• **Required action**
Find and copy each line of the records where the string "with" shows up.

*** Data records Section Begins ***

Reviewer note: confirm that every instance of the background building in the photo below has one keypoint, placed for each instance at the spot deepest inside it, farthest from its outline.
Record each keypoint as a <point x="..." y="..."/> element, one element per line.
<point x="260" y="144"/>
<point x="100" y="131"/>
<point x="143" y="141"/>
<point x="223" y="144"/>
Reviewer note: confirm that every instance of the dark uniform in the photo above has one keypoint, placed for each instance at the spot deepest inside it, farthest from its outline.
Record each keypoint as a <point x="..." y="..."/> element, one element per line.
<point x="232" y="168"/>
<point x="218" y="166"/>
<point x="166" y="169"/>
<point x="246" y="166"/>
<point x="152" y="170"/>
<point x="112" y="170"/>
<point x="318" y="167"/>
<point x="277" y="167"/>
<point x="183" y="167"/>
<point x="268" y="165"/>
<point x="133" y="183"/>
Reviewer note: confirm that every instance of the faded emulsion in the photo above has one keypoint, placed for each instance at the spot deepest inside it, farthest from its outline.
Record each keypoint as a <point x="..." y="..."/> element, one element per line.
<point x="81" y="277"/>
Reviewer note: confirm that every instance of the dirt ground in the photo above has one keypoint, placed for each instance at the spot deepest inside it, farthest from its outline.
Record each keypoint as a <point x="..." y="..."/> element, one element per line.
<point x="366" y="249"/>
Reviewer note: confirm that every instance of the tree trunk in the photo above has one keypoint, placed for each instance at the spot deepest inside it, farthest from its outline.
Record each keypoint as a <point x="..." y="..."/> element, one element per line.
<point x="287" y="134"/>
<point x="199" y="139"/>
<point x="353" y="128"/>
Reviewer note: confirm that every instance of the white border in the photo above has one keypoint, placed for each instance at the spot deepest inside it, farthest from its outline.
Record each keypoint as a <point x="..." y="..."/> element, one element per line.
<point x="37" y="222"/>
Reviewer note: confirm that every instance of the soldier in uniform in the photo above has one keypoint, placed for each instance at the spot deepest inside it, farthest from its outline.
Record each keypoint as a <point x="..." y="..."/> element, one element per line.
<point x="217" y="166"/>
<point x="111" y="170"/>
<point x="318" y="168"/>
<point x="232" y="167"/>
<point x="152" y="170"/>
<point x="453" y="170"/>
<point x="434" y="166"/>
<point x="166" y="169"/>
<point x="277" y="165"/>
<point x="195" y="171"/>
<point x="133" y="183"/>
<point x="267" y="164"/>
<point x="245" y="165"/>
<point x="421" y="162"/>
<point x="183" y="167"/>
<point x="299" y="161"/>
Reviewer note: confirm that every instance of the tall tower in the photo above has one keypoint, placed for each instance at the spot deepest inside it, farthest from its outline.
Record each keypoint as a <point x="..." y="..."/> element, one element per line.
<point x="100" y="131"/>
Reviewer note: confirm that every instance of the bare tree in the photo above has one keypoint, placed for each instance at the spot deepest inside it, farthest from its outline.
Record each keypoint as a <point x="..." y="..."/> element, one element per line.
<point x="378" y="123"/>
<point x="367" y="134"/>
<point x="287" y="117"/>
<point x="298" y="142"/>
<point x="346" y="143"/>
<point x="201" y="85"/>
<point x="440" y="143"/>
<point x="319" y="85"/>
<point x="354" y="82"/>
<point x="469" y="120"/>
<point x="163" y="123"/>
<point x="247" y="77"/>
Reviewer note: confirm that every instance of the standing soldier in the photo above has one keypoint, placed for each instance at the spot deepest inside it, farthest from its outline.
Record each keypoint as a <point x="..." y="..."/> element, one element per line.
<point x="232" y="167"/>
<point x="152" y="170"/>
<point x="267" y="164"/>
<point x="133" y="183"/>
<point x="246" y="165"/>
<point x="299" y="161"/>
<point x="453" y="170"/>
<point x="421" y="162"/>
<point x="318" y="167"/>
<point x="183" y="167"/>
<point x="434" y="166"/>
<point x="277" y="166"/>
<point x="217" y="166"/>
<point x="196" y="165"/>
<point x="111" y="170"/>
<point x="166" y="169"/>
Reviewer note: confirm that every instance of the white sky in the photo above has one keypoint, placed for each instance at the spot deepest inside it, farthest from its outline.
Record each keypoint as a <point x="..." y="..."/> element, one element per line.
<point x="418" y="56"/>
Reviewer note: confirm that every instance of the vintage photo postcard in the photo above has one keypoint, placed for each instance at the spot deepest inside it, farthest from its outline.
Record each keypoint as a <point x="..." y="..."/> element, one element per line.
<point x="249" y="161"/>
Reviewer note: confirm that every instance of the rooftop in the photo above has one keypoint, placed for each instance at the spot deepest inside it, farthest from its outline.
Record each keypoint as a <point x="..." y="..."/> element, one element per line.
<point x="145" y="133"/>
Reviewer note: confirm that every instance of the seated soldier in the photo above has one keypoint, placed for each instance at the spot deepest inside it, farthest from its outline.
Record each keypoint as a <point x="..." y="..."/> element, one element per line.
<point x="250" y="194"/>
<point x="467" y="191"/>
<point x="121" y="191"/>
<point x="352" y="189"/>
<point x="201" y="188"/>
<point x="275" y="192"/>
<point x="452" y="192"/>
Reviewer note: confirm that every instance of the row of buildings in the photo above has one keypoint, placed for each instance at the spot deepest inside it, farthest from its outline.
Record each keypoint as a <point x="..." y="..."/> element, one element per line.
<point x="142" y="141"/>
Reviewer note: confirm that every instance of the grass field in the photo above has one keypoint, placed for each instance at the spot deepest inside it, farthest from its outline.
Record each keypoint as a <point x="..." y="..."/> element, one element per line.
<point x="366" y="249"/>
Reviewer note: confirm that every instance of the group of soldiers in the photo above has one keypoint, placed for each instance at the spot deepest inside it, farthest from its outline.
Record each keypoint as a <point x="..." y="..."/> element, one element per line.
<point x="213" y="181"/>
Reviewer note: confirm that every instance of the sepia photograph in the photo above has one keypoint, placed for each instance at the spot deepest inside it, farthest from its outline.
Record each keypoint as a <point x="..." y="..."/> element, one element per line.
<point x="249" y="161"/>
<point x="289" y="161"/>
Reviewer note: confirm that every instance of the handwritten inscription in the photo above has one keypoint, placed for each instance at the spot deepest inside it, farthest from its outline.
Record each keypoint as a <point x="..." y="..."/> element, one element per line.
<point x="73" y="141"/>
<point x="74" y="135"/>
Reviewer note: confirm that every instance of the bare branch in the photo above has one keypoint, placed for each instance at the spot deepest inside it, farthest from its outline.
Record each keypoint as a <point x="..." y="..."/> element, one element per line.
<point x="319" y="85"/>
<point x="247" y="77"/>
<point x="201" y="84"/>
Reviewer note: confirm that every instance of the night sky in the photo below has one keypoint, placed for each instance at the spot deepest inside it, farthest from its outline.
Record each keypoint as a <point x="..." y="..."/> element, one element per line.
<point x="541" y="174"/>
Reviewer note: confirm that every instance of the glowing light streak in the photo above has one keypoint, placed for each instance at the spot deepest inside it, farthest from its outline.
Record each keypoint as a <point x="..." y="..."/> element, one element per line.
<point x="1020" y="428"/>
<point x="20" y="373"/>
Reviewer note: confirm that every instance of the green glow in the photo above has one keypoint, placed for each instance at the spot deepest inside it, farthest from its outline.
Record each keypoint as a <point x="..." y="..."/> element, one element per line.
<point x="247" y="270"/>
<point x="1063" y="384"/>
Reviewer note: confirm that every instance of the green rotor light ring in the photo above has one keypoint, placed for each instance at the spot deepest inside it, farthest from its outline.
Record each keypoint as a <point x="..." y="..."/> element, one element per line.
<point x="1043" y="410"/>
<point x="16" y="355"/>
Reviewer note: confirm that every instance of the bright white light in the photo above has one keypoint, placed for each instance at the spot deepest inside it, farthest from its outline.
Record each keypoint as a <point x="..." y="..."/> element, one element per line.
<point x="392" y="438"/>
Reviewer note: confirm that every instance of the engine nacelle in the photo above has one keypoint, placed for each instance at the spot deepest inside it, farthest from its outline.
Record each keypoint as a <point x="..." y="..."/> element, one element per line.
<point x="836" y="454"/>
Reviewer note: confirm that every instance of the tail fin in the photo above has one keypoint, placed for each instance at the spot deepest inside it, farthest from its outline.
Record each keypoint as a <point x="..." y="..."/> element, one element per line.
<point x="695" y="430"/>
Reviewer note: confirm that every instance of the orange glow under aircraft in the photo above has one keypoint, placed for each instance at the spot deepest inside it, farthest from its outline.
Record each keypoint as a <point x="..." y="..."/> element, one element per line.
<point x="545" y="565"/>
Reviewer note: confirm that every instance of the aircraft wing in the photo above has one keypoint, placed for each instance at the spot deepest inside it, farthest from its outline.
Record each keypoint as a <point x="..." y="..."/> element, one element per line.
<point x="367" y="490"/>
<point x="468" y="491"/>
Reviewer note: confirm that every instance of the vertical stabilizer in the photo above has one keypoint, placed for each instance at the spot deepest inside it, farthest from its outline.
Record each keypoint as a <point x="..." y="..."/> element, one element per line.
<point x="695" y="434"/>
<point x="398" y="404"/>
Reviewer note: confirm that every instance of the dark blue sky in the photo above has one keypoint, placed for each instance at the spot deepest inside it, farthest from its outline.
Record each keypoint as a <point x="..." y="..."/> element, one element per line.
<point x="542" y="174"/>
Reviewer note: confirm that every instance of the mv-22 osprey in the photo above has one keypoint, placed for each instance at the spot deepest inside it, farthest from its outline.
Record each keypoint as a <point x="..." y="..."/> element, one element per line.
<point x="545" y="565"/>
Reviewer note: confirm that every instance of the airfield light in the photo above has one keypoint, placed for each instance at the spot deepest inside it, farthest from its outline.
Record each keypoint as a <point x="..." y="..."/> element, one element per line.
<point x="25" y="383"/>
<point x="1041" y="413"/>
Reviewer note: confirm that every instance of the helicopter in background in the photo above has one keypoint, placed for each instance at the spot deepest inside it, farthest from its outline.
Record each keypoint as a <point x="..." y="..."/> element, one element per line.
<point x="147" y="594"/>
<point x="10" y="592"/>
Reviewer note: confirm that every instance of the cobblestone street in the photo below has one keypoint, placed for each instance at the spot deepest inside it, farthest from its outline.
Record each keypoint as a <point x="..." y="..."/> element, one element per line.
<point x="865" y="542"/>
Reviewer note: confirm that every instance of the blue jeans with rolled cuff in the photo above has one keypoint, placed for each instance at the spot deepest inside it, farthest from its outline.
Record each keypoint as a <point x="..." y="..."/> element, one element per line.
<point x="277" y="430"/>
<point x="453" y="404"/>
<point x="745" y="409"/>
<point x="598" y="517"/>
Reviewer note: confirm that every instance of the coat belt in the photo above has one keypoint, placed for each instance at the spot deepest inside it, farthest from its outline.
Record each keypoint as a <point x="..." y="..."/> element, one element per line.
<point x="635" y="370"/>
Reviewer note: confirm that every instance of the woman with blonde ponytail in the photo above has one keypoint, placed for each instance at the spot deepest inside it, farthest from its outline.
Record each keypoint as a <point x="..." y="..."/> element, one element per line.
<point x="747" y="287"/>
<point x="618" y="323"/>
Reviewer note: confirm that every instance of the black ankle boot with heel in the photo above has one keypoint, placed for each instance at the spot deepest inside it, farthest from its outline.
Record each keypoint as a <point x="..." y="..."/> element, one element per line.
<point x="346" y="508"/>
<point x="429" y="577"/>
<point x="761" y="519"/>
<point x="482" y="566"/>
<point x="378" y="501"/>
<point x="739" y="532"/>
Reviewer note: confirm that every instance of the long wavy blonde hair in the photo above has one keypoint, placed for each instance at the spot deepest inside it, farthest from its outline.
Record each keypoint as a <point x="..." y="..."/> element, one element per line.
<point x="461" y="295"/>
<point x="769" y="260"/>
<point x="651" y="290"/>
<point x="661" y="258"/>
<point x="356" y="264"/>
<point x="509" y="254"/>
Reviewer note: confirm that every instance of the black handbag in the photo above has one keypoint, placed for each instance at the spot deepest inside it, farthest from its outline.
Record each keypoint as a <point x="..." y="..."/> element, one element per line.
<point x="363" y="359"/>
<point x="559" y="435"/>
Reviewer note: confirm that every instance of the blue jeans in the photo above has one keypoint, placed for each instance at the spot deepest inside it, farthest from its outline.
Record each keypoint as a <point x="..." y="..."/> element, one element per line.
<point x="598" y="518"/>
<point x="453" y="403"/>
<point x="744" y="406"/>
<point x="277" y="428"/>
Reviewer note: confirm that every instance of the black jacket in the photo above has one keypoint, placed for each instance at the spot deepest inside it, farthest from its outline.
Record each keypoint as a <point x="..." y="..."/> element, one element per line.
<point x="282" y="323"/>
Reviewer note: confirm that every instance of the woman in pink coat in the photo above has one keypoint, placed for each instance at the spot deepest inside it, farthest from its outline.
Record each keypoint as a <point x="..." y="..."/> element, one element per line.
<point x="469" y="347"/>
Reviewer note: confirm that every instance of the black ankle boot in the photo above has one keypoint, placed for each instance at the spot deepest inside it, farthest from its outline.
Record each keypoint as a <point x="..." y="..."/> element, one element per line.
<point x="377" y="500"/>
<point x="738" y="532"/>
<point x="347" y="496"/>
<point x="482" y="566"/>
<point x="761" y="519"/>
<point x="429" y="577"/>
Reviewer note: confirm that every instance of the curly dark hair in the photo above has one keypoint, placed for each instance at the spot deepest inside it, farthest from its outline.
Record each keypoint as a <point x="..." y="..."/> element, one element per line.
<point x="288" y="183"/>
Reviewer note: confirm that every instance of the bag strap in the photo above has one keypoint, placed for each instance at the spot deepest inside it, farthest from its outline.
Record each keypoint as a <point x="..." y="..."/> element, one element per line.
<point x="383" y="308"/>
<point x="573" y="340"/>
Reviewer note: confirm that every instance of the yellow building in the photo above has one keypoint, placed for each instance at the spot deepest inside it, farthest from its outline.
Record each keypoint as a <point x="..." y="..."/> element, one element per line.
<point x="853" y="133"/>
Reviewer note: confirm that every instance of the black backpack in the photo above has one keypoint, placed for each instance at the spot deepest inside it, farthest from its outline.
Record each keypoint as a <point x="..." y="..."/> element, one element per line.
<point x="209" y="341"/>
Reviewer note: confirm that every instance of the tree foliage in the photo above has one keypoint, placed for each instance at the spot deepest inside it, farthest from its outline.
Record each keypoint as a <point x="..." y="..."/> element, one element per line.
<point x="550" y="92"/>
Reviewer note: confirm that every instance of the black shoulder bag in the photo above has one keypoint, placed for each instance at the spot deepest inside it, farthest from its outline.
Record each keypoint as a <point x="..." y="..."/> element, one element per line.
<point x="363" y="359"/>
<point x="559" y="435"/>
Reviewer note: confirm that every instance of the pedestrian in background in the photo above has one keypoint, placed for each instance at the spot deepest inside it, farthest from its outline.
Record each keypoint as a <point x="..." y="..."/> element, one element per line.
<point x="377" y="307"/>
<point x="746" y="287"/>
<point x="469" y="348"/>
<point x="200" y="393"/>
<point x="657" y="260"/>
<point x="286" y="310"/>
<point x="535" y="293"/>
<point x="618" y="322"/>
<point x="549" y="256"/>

*** Data records Section Ends ***

• **Written answer**
Reviewer note: confirm that every instance of the blue jeans with rolled cuff in the photo above has one keypoint, placed for each instance at the spot deepest inside it, farthest from its outline.
Reviewer note: confirm that every instance of the woman with blonde ponytail in the photo above has one keypoint, placed for each instance at the spot deepest inside it, farthest from its outline.
Reviewer note: confirm that every instance of the black ankle boot with heel in the photo above has one keypoint, placed for each instance at the spot deepest inside it, farthest from its outline.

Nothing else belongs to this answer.